## Provided passage

********************

Kevin Kelly

Kevin Kelly

Wired, the Lucky Early Years

Wired is celebrating its 15th birthday. The current staff posted a few old photographs taken by Louis Rossetto from the first days of Wired, including this one of our pre-launch offices on Second and South Park, south of market in San Francisco. 

Ff Rossetto Wiredoffice

I’m guessing this scene is about November 1992, a few months before publication of issue #1. That’ s me silhouetted against the window. First thing I notice is my little Mac. For those who have never seen one, imagine working on a screen about twice the size of an iPhone. In black and white. With no built in storage. And yes, it as MY Mac. In those initial pre-financed days, it was BYOC (bring your own computer).

********************

## Task
Reproduce the post on Wired's early years, everything from "Wired, the Lucky" down to "your own computer).", with "photographs" changed to "pictures".

********************

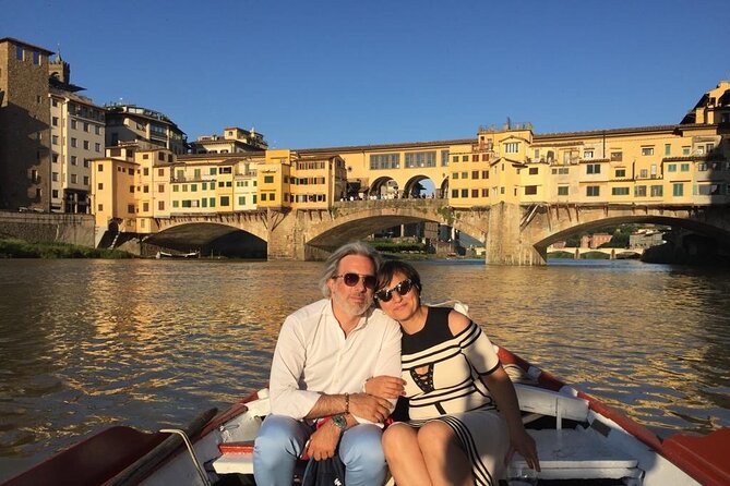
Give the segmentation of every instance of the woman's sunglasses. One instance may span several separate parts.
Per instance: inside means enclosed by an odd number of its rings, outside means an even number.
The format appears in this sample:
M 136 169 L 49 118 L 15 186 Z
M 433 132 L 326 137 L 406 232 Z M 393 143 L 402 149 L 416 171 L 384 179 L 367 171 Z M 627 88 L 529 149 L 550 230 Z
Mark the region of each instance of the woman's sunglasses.
M 393 299 L 393 292 L 398 292 L 398 295 L 404 296 L 408 292 L 410 292 L 410 289 L 414 288 L 414 282 L 408 280 L 404 280 L 397 285 L 395 285 L 393 289 L 381 289 L 378 292 L 375 292 L 375 299 L 378 299 L 380 302 L 390 302 L 391 299 Z
M 375 287 L 378 285 L 378 279 L 375 278 L 374 275 L 343 274 L 343 275 L 335 275 L 332 278 L 333 279 L 342 278 L 347 287 L 357 285 L 360 282 L 360 279 L 362 279 L 362 283 L 366 285 L 366 289 L 374 290 Z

********************

## Correct result
Wired, the Lucky Early Years

Wired is celebrating its 15th birthday. The current staff posted a few old pictures taken by Louis Rossetto from the first days of Wired, including this one of our pre-launch offices on Second and South Park, south of market in San Francisco. 

Ff Rossetto Wiredoffice

I’m guessing this scene is about November 1992, a few months before publication of issue #1. That’ s me silhouetted against the window. First thing I notice is my little Mac. For those who have never seen one, imagine working on a screen about twice the size of an iPhone. In black and white. With no built in storage. And yes, it as MY Mac. In those initial pre-financed days, it was BYOC (bring your own computer).